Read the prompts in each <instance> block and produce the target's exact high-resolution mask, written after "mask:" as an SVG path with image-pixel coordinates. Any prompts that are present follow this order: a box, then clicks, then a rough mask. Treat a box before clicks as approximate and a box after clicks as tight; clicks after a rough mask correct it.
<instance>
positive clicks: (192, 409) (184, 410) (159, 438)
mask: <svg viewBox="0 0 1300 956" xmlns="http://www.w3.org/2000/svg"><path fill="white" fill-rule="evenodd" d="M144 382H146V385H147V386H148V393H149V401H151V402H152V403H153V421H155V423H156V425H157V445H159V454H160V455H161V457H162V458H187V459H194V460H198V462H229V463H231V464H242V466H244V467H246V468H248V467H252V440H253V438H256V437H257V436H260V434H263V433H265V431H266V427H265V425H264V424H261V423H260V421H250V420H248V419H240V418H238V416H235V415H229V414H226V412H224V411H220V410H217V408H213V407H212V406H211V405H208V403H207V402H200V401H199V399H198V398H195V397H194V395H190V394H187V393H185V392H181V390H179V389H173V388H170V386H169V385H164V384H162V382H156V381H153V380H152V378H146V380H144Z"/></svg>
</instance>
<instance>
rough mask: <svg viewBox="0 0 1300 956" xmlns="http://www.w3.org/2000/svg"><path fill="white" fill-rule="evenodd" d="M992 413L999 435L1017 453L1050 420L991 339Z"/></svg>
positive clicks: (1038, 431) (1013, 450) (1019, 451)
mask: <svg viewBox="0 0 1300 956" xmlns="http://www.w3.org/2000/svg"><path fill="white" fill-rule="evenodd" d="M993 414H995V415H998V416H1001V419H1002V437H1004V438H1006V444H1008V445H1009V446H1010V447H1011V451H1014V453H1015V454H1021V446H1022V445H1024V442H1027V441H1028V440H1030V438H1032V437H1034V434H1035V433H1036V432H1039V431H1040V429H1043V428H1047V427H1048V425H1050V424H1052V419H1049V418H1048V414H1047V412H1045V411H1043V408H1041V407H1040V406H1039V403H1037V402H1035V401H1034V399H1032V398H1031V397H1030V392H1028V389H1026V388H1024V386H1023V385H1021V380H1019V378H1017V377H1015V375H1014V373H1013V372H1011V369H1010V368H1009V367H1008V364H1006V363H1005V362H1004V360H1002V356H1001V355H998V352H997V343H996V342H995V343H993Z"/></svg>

----

* Task item
Copy every one of the lines above, keeping each character the same.

* Result for this exercise
Read the prompts in each <instance> block and produce the target's exact high-resolution mask, written after "mask:" as an SVG path with image-pixel coordinates. Any prompts that are present follow this order: a box, then clicks, then a rough mask. Treat a box before clicks as approximate and a box after clicks as tight; clicks after a rough mask correct it.
<instance>
positive clicks: (192, 409) (184, 410) (159, 438)
mask: <svg viewBox="0 0 1300 956" xmlns="http://www.w3.org/2000/svg"><path fill="white" fill-rule="evenodd" d="M144 382H146V385H147V386H148V393H149V401H151V402H152V403H153V421H155V423H156V425H157V445H159V454H160V455H161V457H162V458H187V459H194V460H198V462H229V463H231V464H242V466H244V467H246V468H248V467H252V440H253V438H256V437H257V436H260V434H263V433H265V431H266V427H265V425H264V424H261V423H260V421H250V420H248V419H240V418H238V416H235V415H229V414H226V412H224V411H220V410H217V408H213V407H212V406H211V405H208V403H207V402H200V401H199V399H198V398H195V397H194V395H190V394H187V393H185V392H181V390H179V389H173V388H170V386H169V385H164V384H162V382H156V381H153V380H152V378H146V380H144Z"/></svg>
</instance>
<instance>
rough mask: <svg viewBox="0 0 1300 956" xmlns="http://www.w3.org/2000/svg"><path fill="white" fill-rule="evenodd" d="M992 413L999 435L1017 453L1050 420L991 339Z"/></svg>
positive clicks: (1038, 431) (1013, 450) (1019, 451)
mask: <svg viewBox="0 0 1300 956" xmlns="http://www.w3.org/2000/svg"><path fill="white" fill-rule="evenodd" d="M993 414H995V415H998V416H1001V419H1002V437H1004V438H1006V444H1008V445H1009V446H1010V447H1011V451H1014V453H1015V454H1021V446H1022V445H1024V442H1027V441H1028V440H1030V438H1032V437H1034V434H1035V433H1036V432H1039V431H1040V429H1043V428H1047V427H1048V425H1050V424H1052V419H1049V418H1048V414H1047V412H1045V411H1043V408H1041V407H1040V406H1039V403H1037V402H1035V401H1034V399H1032V398H1031V397H1030V392H1028V389H1026V388H1024V386H1023V385H1021V380H1019V378H1017V377H1015V375H1014V373H1013V372H1011V369H1010V368H1009V367H1008V364H1006V363H1005V362H1004V360H1002V356H1001V355H998V352H997V343H996V342H995V343H993Z"/></svg>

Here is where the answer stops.